■ Objective: Copy out every line of the listing below, including the requests. Multiply each bounding box coordinate in the answers by 2.1 and round to the nearest whole number, rounding halves up.

■ Data collection records:
+++
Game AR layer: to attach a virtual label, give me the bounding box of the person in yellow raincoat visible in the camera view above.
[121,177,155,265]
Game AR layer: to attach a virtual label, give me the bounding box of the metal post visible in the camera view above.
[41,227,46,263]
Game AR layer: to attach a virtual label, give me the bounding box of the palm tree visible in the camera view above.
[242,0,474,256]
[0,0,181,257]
+++
■ Task answer:
Game AR layer: to attach a virtual label, give me the bounding box of the person in yellow raincoat visible in the camera view above.
[254,372,326,557]
Game AR layer: to attach a virtual label, give me the bounding box of the metal post visible in the camera view above.
[86,477,97,552]
Game AR layer: to attach a virtual label, give me the bounding box of the palm tree visible in the camera view above.
[508,0,995,538]
[0,0,380,540]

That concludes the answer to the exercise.